── Data shown ──

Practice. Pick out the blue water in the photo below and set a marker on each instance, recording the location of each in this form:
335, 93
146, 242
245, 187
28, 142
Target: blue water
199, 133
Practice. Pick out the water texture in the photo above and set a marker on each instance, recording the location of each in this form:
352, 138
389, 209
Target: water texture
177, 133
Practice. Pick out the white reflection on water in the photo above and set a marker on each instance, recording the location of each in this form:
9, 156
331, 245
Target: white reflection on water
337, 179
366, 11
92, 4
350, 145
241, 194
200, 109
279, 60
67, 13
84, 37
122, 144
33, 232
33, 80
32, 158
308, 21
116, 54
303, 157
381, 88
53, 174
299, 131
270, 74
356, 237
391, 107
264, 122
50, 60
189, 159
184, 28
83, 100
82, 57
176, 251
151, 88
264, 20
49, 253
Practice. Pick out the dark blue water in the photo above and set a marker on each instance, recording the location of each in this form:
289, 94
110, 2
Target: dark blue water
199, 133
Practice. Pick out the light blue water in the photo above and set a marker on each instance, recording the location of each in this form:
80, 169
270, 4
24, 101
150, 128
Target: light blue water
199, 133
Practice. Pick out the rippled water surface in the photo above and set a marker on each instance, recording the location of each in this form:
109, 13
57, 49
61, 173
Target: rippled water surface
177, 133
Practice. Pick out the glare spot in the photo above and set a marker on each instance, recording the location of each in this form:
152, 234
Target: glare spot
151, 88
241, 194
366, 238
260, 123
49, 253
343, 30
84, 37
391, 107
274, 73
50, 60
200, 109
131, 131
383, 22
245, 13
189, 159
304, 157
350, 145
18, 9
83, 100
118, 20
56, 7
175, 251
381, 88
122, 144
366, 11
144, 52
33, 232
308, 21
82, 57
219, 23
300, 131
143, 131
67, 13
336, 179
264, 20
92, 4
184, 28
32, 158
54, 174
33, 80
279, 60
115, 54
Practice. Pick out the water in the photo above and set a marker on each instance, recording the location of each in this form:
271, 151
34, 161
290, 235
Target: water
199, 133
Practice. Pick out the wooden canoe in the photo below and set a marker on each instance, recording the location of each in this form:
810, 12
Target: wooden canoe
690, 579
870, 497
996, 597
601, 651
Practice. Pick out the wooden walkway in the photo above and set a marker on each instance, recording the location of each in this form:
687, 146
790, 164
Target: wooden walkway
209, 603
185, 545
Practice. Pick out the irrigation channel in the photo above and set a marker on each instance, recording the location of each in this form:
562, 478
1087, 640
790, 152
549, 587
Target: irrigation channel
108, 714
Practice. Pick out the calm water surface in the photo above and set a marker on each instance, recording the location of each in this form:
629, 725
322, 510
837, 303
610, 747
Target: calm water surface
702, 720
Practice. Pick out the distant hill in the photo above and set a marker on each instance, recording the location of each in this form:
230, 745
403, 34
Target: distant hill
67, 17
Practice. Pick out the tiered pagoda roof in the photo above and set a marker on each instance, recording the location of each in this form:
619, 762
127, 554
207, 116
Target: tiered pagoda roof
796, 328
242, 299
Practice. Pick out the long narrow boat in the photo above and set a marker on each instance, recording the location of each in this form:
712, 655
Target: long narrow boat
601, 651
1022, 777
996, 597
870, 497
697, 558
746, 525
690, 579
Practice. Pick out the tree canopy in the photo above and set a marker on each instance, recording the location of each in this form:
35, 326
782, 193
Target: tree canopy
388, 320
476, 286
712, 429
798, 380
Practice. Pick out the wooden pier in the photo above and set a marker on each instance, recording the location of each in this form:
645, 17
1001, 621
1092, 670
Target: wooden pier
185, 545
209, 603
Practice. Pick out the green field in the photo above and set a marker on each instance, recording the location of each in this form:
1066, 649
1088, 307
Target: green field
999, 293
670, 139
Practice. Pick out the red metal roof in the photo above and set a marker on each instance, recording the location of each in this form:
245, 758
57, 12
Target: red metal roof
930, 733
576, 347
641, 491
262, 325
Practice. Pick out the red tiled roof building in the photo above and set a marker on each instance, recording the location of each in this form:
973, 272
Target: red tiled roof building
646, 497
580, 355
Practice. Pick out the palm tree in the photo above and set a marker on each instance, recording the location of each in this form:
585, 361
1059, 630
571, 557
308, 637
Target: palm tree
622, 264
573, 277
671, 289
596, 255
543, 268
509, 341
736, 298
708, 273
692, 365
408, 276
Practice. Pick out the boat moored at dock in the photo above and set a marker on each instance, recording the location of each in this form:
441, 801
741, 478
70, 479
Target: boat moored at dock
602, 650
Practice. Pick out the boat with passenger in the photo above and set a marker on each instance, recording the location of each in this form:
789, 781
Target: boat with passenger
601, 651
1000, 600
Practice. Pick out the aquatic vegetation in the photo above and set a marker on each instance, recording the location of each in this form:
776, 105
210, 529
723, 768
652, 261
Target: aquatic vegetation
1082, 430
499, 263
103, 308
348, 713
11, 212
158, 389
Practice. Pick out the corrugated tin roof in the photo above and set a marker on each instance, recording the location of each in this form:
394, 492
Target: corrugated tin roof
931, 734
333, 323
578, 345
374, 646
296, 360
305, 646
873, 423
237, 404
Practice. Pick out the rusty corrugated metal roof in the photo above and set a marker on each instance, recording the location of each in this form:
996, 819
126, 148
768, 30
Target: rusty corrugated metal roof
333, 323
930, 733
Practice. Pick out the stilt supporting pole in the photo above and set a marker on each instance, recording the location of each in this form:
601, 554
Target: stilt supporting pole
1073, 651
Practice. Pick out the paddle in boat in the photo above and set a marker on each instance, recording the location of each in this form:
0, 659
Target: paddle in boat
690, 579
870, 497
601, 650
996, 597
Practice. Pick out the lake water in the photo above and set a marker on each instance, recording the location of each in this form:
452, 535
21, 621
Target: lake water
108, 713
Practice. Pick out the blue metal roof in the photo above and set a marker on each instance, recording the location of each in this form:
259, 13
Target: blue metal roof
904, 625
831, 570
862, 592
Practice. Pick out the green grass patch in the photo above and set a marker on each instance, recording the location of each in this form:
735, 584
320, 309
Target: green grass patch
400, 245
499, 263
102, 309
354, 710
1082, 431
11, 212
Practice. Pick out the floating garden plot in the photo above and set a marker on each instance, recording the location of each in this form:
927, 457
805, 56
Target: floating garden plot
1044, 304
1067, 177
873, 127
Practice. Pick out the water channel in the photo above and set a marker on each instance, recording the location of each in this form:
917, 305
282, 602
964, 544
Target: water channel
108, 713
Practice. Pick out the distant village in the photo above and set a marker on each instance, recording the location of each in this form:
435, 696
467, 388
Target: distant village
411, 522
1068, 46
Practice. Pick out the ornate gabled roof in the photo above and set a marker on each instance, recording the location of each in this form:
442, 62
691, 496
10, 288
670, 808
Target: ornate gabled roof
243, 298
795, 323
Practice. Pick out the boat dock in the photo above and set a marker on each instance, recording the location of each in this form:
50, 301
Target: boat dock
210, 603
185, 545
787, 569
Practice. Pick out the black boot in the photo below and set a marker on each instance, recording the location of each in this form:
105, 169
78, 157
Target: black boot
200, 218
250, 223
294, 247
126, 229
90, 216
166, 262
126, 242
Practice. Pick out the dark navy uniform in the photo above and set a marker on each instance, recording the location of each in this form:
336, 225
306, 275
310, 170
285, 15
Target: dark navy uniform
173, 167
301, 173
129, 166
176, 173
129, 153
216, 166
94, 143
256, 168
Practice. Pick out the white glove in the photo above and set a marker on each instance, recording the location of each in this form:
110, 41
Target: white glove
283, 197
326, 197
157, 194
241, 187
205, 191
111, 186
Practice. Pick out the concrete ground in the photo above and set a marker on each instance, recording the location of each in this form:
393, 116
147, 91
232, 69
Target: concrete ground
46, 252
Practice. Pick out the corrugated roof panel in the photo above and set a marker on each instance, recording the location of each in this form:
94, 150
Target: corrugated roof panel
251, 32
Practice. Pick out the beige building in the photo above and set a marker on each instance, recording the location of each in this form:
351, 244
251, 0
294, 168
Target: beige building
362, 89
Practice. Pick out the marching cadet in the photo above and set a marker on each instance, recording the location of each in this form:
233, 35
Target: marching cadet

───

What is asked:
Begin with the line that contains "Practice. Pick out the boat dock" and end with the last line of the records; set down every line in that span exactly, and nothing else.

The reply:
Practice. Pick out the boat dock in the photo above and set a marker on each instance, recording the location of each in this form:
50, 301
Target: boat dock
210, 603
185, 545
787, 569
Practice. Pick out the black boot in the photo below and set a marker on each instance, recording the location of each in this form:
105, 169
78, 157
Target: black boot
200, 218
250, 223
294, 247
126, 229
90, 216
166, 262
126, 242
Practice. Pick out the dark navy uniform in the photo above and set a marker on each instance, recording the location of each in this form:
336, 225
306, 275
310, 170
285, 15
Target: dark navy uniform
173, 167
301, 173
129, 166
176, 173
129, 153
216, 166
94, 143
256, 168
Practice. Pick out the white glove in the photo above and set a marker on each instance, recording the location of each in this form:
110, 41
Target: white glove
283, 197
326, 197
157, 194
241, 187
205, 191
111, 186
Practice. Pick out the concrete ground in the photo above and set a marker on each instance, recording the location of each in this form:
393, 116
147, 91
232, 69
Target: concrete ground
46, 252
Practice. Pick out the corrugated roof panel in the photo above and set a marker on each instance, recording the location of each in this form:
94, 150
Target: corrugated roof panel
251, 32
Practice. Pick out the beige building in the photo above and set a marker on each instance, recording the location of each in this form:
351, 244
251, 0
294, 168
Target: beige building
362, 89
Practice. Pick out the marching cadet in the photo above and set a marker on each instance, recording the location of each in this form:
233, 35
Target: marching cadet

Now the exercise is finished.